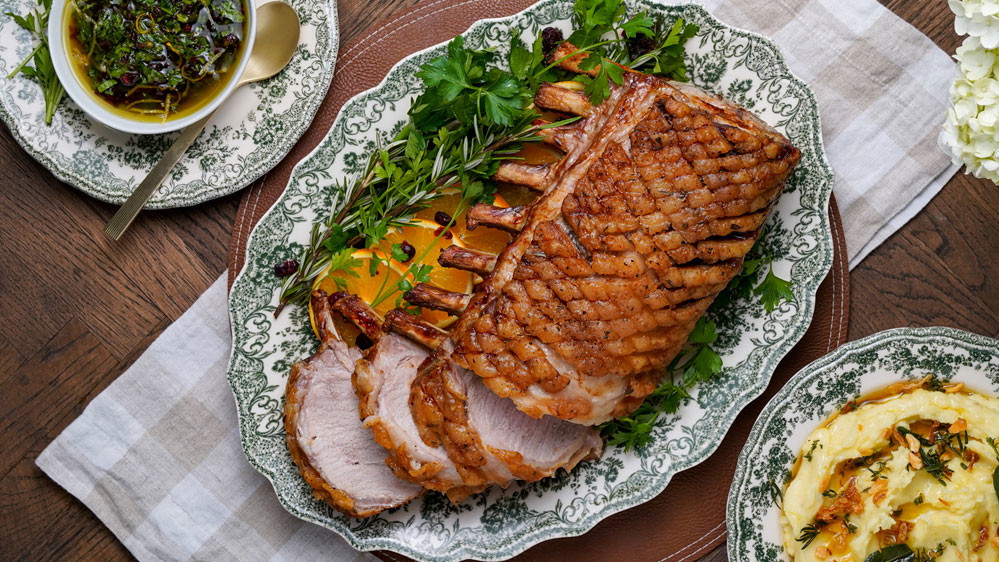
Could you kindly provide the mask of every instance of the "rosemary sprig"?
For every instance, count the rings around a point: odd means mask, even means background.
[[[343,256],[355,247],[376,246],[389,228],[407,224],[446,189],[460,186],[464,205],[491,195],[483,180],[499,161],[513,157],[522,143],[540,139],[532,120],[533,114],[522,116],[512,128],[475,120],[468,130],[444,127],[429,140],[408,126],[375,150],[359,180],[336,186],[331,214],[313,226],[299,270],[285,278],[275,314],[288,303],[305,304],[312,283],[334,260],[346,264]]]
[[[59,77],[56,76],[55,66],[52,64],[52,54],[49,52],[48,27],[52,0],[38,0],[38,5],[41,10],[34,9],[26,16],[7,12],[7,15],[13,18],[18,26],[28,30],[38,39],[38,45],[21,61],[21,64],[7,75],[7,78],[23,74],[38,82],[42,88],[42,96],[45,98],[45,124],[50,125],[52,124],[52,116],[65,96],[66,90],[63,89],[62,82],[59,82]],[[34,66],[29,66],[29,63],[33,63]]]
[[[822,529],[817,527],[814,522],[809,523],[801,528],[801,532],[794,540],[801,543],[801,548],[808,548],[808,545],[812,544],[812,541],[814,541],[821,532]]]

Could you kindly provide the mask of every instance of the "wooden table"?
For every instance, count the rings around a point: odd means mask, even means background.
[[[881,0],[953,53],[938,0]],[[415,0],[340,0],[341,42]],[[115,208],[60,183],[0,133],[0,559],[127,560],[35,457],[225,268],[239,202],[143,214],[120,243]],[[959,175],[852,275],[850,339],[899,326],[999,337],[999,187]],[[723,560],[723,549],[705,560]]]

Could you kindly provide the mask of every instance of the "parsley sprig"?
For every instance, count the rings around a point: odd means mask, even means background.
[[[50,125],[52,124],[52,116],[65,96],[66,90],[63,89],[59,77],[56,76],[55,66],[52,64],[52,54],[49,52],[48,27],[52,0],[38,0],[38,6],[41,8],[40,10],[33,9],[26,16],[7,12],[7,15],[13,18],[18,26],[28,30],[38,39],[38,45],[21,61],[21,64],[7,75],[7,78],[23,74],[38,82],[45,98],[45,124]]]

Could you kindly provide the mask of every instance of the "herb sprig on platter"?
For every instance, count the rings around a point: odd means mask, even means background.
[[[7,12],[7,15],[14,19],[14,23],[38,39],[38,45],[7,75],[7,79],[23,74],[38,83],[45,98],[45,124],[51,125],[52,116],[55,115],[55,110],[62,102],[66,90],[56,76],[55,66],[52,65],[52,54],[49,52],[48,28],[52,0],[38,0],[38,6],[40,9],[33,9],[26,16]],[[34,66],[31,66],[32,64]]]

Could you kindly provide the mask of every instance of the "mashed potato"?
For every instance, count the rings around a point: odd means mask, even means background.
[[[796,562],[864,562],[894,544],[915,560],[999,560],[999,400],[919,386],[809,435],[783,499]]]

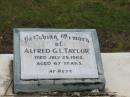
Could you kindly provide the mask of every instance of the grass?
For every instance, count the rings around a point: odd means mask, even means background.
[[[130,51],[130,0],[0,0],[0,32],[95,28],[101,51]]]

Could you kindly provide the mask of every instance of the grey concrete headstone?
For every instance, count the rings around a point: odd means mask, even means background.
[[[95,29],[14,29],[14,92],[104,90]]]

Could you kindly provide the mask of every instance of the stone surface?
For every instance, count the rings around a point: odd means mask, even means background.
[[[0,95],[4,95],[11,82],[9,65],[13,59],[12,54],[0,54]]]
[[[104,90],[95,29],[15,28],[13,32],[15,93]]]
[[[21,31],[21,79],[98,78],[93,42],[87,31]]]
[[[102,54],[106,89],[130,97],[130,53]]]
[[[12,54],[0,54],[0,95],[8,95],[7,97],[14,95],[12,87],[9,87],[11,82],[9,65],[12,59]],[[130,53],[102,53],[102,60],[106,90],[115,92],[119,97],[130,97]]]

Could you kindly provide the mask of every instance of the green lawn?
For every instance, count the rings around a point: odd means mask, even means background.
[[[0,0],[0,33],[14,27],[95,28],[101,51],[130,51],[130,0]]]

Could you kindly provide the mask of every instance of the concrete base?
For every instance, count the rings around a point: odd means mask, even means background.
[[[10,77],[9,69],[12,59],[12,54],[0,54],[0,95],[4,97],[18,97],[12,92],[12,77]],[[109,94],[116,93],[118,97],[130,97],[130,53],[102,53],[102,61],[106,78],[106,91]],[[82,93],[76,95],[82,95]]]

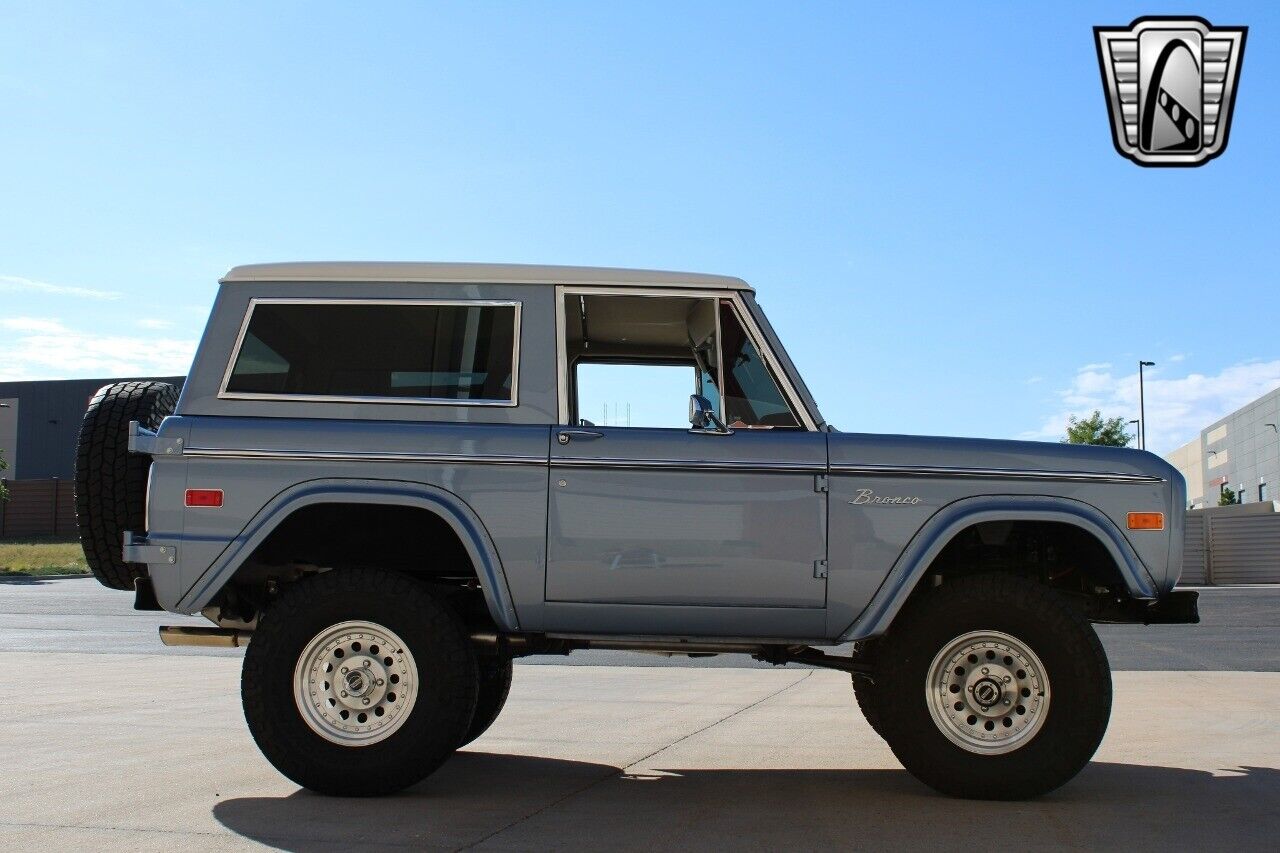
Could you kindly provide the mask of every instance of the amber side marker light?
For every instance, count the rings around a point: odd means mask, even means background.
[[[1164,530],[1163,512],[1129,513],[1130,530]]]
[[[187,506],[222,506],[222,489],[187,489]]]

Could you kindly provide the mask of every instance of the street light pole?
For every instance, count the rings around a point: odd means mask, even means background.
[[[1134,437],[1135,437],[1135,438],[1138,438],[1138,436],[1139,436],[1139,435],[1141,435],[1141,433],[1142,433],[1142,421],[1138,420],[1137,418],[1134,418],[1133,420],[1129,421],[1129,423],[1131,423],[1131,424],[1137,424],[1137,425],[1138,425],[1138,428],[1137,428],[1136,430],[1134,430],[1134,432],[1137,434],[1137,435],[1135,435]],[[1139,440],[1141,440],[1141,439],[1139,439]]]
[[[1147,401],[1143,389],[1142,368],[1155,367],[1154,361],[1138,361],[1138,447],[1147,449]]]

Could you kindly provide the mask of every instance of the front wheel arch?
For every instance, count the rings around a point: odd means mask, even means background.
[[[898,556],[870,604],[840,635],[840,642],[878,637],[889,630],[907,600],[925,580],[943,550],[963,531],[986,522],[1069,524],[1093,536],[1115,563],[1131,598],[1154,600],[1155,582],[1133,546],[1100,510],[1083,501],[1033,495],[980,495],[940,509]]]

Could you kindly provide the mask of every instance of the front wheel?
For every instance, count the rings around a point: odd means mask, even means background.
[[[507,704],[511,695],[511,658],[480,657],[477,660],[480,689],[476,693],[476,712],[471,716],[471,726],[458,747],[464,747],[489,730]]]
[[[416,581],[339,569],[286,587],[245,652],[245,719],[303,787],[374,796],[433,772],[467,732],[475,655],[461,622]]]
[[[1027,799],[1088,763],[1111,672],[1088,621],[1011,575],[948,580],[913,602],[875,659],[878,730],[917,779],[952,796]]]

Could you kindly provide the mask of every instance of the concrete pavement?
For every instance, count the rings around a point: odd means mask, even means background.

# # #

Problem description
Give the entries above again word for word, without any pictures.

Answer space
Could you kindly provide the mask of every instance of the "rosemary sprig"?
For every instance, count the rings around a point: odd means mask, even means background.
[[[343,256],[355,247],[376,246],[389,228],[407,224],[446,189],[460,186],[464,205],[491,195],[483,180],[499,161],[513,157],[522,143],[540,139],[532,120],[533,114],[522,116],[512,128],[475,120],[468,130],[444,127],[429,140],[408,126],[375,150],[359,180],[336,186],[331,214],[313,226],[299,270],[285,278],[275,314],[288,303],[305,304],[312,283],[334,260],[346,264]]]
[[[59,77],[56,76],[55,66],[52,64],[52,54],[49,52],[48,27],[52,0],[38,0],[38,5],[41,10],[34,9],[26,16],[7,12],[7,15],[13,18],[18,26],[28,30],[38,39],[38,45],[21,61],[21,64],[7,75],[7,78],[23,74],[38,82],[42,88],[42,96],[45,98],[45,124],[50,125],[52,124],[52,116],[65,96],[66,90],[63,89],[62,82],[59,82]],[[34,66],[29,66],[29,63],[33,63]]]
[[[822,529],[817,527],[814,522],[809,523],[801,528],[801,532],[794,540],[801,543],[801,548],[808,548],[808,545],[812,544],[812,541],[814,541],[821,532]]]

Could you kindly provide the mask of every instance of the "wooden table"?
For every instance, count the rings around a point: odd means mask, even means background.
[[[881,0],[953,53],[938,0]],[[415,0],[340,0],[341,42]],[[115,208],[60,183],[0,133],[0,559],[127,560],[35,457],[225,268],[239,202],[143,214],[120,243]],[[959,175],[852,275],[850,339],[899,326],[999,337],[999,187]],[[723,560],[723,549],[705,560]]]

Could you kindly provide the mask of every instance of the "parsley sprig"?
For every instance, count the rings around a point: odd means mask, even means background.
[[[50,125],[52,124],[52,116],[65,96],[66,90],[63,89],[59,77],[56,76],[55,66],[52,64],[52,54],[49,52],[48,27],[52,0],[38,0],[38,6],[41,8],[40,10],[33,9],[26,16],[7,12],[7,15],[13,18],[18,26],[28,30],[38,39],[38,45],[21,61],[21,64],[7,75],[7,78],[23,74],[38,82],[45,98],[45,124]]]

Could you kindly provide the mask of every instance of the "herb sprig on platter"?
For every instance, count the rings around a point: odd means mask, even means background.
[[[7,12],[7,15],[14,19],[14,23],[38,39],[38,45],[7,75],[7,79],[23,74],[38,83],[45,98],[45,124],[51,125],[52,116],[55,115],[55,110],[62,102],[66,90],[56,76],[55,66],[52,65],[52,54],[49,52],[48,28],[52,0],[38,0],[38,6],[40,9],[33,9],[26,16]],[[34,66],[31,66],[32,64]]]

Could you kindly provide the mask of every instance of the "mashed potato"?
For every instance, count the rings around a point: odd means mask, even means background.
[[[796,562],[864,562],[894,544],[915,560],[999,560],[999,400],[919,386],[809,435],[783,499]]]

Could you kindly provide the mask of every instance of the grass?
For every instance, count the rings around a point: odd means mask, even means background.
[[[130,51],[130,0],[0,0],[0,32],[95,28],[101,51]]]

Could you kindly provide the mask of every instance of the grey concrete headstone?
For every instance, count the rings around a point: odd means mask, even means background.
[[[95,29],[14,29],[14,92],[104,90]]]

Could you kindly provide the mask of every instance of the stone surface?
For every instance, count the rings around a point: odd means mask, even means background.
[[[0,95],[4,95],[11,82],[9,65],[13,59],[12,54],[0,54]]]
[[[104,90],[95,29],[15,28],[13,32],[15,93]]]
[[[21,31],[21,79],[98,78],[93,42],[87,31]]]
[[[102,54],[106,89],[130,97],[130,53]]]
[[[12,54],[0,54],[0,95],[8,95],[7,97],[14,95],[12,87],[9,87],[11,82],[9,65],[12,59]],[[130,53],[102,53],[102,60],[106,90],[115,92],[119,97],[130,97]]]

Could you kindly provide the mask of every instance of the green lawn?
For every instance, count the rings around a point: odd means mask, even means background.
[[[0,0],[0,33],[14,27],[95,28],[101,51],[130,51],[130,0]]]

Could you kindly provide the mask of every instance of the concrete base?
For every instance, count the rings around a point: odd means mask, even means background.
[[[10,77],[9,69],[12,59],[12,54],[0,54],[0,95],[4,97],[18,97],[12,92],[12,77]],[[109,94],[116,93],[118,97],[130,97],[130,53],[102,53],[102,61],[106,78],[106,91]],[[82,93],[76,95],[82,95]]]

Could you kindly provide the mask of every instance of the amber side marker light?
For every instance, count the rings around a point: odd means mask, even means background.
[[[1164,530],[1163,512],[1129,513],[1130,530]]]
[[[187,506],[222,506],[222,489],[187,489]]]

Could you kindly provide the mask of every instance of the street light pole?
For every instance, count the rings around a point: odd means mask, even means background.
[[[1134,437],[1135,437],[1135,438],[1138,438],[1138,436],[1139,436],[1139,435],[1141,435],[1141,433],[1142,433],[1142,421],[1138,420],[1137,418],[1134,418],[1133,420],[1129,421],[1129,423],[1131,423],[1131,424],[1137,424],[1137,425],[1138,425],[1138,428],[1137,428],[1136,430],[1134,430],[1134,432],[1137,434],[1137,435],[1135,435]],[[1139,440],[1141,440],[1141,439],[1139,439]]]
[[[1147,401],[1143,389],[1142,368],[1155,367],[1154,361],[1138,361],[1138,447],[1147,449]]]

Could you kindly provide the mask of every instance of the front wheel arch?
For every instance, count the rings around a point: odd means mask, even means background.
[[[898,556],[870,604],[840,635],[840,642],[878,637],[889,630],[907,600],[925,580],[943,550],[963,531],[986,522],[1069,524],[1093,536],[1115,563],[1131,598],[1154,600],[1155,582],[1133,546],[1100,510],[1083,501],[1033,495],[980,495],[940,509]]]

Could you kindly provide the mask of every instance of the front wheel?
For every instance, count the rings around a point: odd means mask, even means background.
[[[507,704],[511,695],[511,658],[480,657],[477,660],[480,689],[476,693],[476,712],[471,716],[471,726],[458,747],[464,747],[489,730]]]
[[[416,581],[339,569],[286,587],[245,652],[245,719],[303,787],[374,796],[433,772],[467,732],[475,655],[461,622]]]
[[[1027,799],[1088,763],[1111,672],[1088,621],[1011,575],[948,580],[913,602],[875,659],[878,730],[917,779],[952,796]]]

Could you kindly provide the mask of every instance of the concrete pavement?
For every instance, count the rings around a point: odd means mask, even means background.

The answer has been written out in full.